■ **Task goal**
Put every line of the items below into a JSON list of strings, one string per line, leaving out any blank lines.

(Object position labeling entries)
* begin *

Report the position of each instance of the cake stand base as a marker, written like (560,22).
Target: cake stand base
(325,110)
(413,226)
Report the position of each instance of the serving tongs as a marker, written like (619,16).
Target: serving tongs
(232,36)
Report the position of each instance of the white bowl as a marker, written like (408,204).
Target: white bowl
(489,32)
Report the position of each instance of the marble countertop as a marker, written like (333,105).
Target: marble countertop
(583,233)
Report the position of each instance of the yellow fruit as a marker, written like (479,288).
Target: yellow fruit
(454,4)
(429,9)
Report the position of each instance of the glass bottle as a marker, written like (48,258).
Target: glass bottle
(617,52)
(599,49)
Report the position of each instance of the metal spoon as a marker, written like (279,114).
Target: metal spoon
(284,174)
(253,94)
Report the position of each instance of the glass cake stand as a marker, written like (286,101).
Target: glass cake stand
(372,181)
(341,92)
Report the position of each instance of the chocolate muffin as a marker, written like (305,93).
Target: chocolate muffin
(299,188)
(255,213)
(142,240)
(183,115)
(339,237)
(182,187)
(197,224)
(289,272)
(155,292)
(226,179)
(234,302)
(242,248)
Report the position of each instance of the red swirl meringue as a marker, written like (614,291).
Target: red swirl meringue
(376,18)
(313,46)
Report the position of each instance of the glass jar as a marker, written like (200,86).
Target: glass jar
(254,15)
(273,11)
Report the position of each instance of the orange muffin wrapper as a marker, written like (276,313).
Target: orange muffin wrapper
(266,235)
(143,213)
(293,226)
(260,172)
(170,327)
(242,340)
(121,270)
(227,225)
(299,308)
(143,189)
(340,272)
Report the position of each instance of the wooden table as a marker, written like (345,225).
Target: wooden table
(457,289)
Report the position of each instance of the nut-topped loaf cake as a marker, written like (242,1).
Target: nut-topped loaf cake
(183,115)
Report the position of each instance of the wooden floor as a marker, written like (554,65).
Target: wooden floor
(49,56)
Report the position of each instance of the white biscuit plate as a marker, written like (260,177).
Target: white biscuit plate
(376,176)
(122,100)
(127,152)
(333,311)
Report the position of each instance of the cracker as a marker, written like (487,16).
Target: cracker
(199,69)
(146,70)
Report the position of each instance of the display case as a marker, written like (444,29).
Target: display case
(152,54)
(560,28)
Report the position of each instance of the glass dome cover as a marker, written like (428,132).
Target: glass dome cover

* end *

■ **Exercise solution**
[
  "Report the position of each instance of the cake stand base as a marker, written like (560,22).",
  "Target: cake stand base",
  "(325,110)",
  "(413,226)",
  "Report the position of each instance of the serving tongs as a marker, written like (619,16).",
  "Target: serving tongs",
  "(232,36)",
  "Report the position of each instance of the white bowl as a marker, written like (408,204).",
  "Target: white bowl",
  "(489,32)",
  "Report the position of each instance of the marble countertop as a marker, written like (333,105).",
  "Target: marble countertop",
  "(583,233)",
  "Report the position of each instance of the yellow fruit as a marker, written like (479,288).",
  "Target: yellow fruit",
  "(454,4)",
  "(429,9)",
  "Report the position of each instance of the glass bottle as a marker, written like (48,258).",
  "Target: glass bottle",
  "(617,52)",
  "(599,49)",
  "Report the position of each instance of the metal spoon as a marker, written like (279,114).",
  "Target: metal spoon",
  "(284,174)",
  "(253,94)",
  "Report the position of each instance of the glass cake stand as a marker, written like (286,101).",
  "Target: glass cake stand",
  "(372,181)",
  "(341,92)",
  "Report the position of each instance of the chocolate muffin as a marker, written like (305,93).",
  "Target: chocolate muffin",
  "(299,188)",
  "(255,213)",
  "(142,240)",
  "(183,115)",
  "(339,237)",
  "(182,187)",
  "(197,224)",
  "(289,272)",
  "(155,292)",
  "(226,179)",
  "(234,302)",
  "(242,248)",
  "Report the position of each instance of the red swirl meringue as a marker, written like (614,291).",
  "Target: red swirl meringue",
  "(376,18)",
  "(313,46)",
  "Report the position of each instance of the glass jar as a marker, written like (200,86).",
  "Target: glass jar",
  "(254,15)",
  "(273,11)",
  "Report the position of each instance of the orange muffin wrapper as a marker, written like (276,313).",
  "Target: orange muffin wrapper",
  "(266,235)",
  "(143,213)",
  "(293,226)",
  "(260,172)",
  "(170,327)",
  "(242,340)",
  "(121,270)",
  "(227,225)",
  "(299,308)",
  "(143,189)",
  "(340,272)",
  "Report the position of each instance of the wooden table as a marker, written like (345,225).",
  "Target: wooden table",
  "(457,289)",
  "Report the position of each instance of the nut-topped loaf cake as a marker, written like (242,1).",
  "Target: nut-topped loaf cake",
  "(183,115)",
  "Report the position of each instance of the wooden floor as a marker, written like (554,65).",
  "Target: wooden floor",
  "(49,56)",
  "Report the position of each instance of the white biscuit plate as a marker, written like (260,177).",
  "Target: white biscuit plate",
  "(376,176)",
  "(122,100)",
  "(127,152)",
  "(333,311)",
  "Report the position of each instance of the cracker as a marker, written like (487,16).",
  "Target: cracker",
  "(199,69)",
  "(146,70)",
  "Report the position of each instance of the display case as a marker, written like (444,29).",
  "Target: display case",
  "(152,54)",
  "(560,28)",
  "Report the position of each instance of the glass dome cover as a marker, written like (428,132).",
  "Target: glass dome cover"
]